- [Available records]

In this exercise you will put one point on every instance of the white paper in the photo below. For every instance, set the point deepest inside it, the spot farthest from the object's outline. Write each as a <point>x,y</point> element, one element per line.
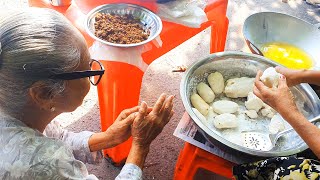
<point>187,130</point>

==

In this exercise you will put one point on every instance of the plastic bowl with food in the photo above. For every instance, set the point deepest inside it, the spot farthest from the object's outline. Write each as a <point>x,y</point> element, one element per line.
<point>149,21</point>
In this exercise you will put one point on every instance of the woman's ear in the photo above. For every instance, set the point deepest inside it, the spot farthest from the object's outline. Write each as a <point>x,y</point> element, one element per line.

---

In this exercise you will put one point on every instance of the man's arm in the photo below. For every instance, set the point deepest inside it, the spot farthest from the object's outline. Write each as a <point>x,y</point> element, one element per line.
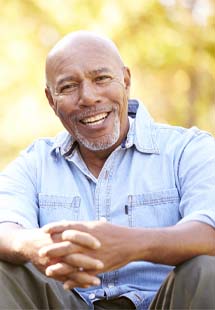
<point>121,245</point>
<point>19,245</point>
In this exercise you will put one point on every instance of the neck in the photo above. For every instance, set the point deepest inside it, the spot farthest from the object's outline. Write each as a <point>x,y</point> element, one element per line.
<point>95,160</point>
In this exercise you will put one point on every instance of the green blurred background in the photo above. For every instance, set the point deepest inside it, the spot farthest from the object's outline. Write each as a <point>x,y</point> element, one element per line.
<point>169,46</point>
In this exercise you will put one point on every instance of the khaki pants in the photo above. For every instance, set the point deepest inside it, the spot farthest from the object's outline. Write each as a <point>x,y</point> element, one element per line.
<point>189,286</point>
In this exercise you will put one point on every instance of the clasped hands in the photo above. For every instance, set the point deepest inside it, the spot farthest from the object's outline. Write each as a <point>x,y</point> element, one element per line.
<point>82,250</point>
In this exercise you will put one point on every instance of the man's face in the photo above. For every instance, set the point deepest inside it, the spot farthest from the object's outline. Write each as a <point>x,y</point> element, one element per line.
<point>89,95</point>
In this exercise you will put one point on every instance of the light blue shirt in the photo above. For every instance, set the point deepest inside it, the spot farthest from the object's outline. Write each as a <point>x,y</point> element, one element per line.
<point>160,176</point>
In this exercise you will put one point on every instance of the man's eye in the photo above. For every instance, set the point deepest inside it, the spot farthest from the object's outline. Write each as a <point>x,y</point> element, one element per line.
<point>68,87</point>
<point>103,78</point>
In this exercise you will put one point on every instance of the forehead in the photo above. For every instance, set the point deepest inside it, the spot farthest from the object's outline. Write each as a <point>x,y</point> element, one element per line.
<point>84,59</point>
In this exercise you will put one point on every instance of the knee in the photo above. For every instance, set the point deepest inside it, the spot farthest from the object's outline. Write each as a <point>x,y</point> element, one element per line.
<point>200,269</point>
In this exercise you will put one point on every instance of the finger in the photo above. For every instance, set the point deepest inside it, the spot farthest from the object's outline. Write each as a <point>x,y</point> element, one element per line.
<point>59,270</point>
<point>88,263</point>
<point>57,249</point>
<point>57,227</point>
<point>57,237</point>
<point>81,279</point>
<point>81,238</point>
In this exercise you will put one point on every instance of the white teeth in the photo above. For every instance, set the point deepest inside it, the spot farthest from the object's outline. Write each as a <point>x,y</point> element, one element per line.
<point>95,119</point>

- [Your instructions] From the records above, reproduce exactly the lines from the one with "of the plastic" to the one with "of the woman's", both included, and no others.

- [Response below]
In this exercise you will put one point on every instance of the plastic bowl with food in the photo above. For every instance, set the point deepest inside it, the spot farthest from the object's outline. Write each as a <point>x,y</point> element, one element per line.
<point>149,21</point>
In this exercise you will put one point on every instance of the woman's ear in the photo above. For every instance, set the point deepest inside it, the spot farthest from the object's outline. Write each as a <point>x,y</point> element, one element per line.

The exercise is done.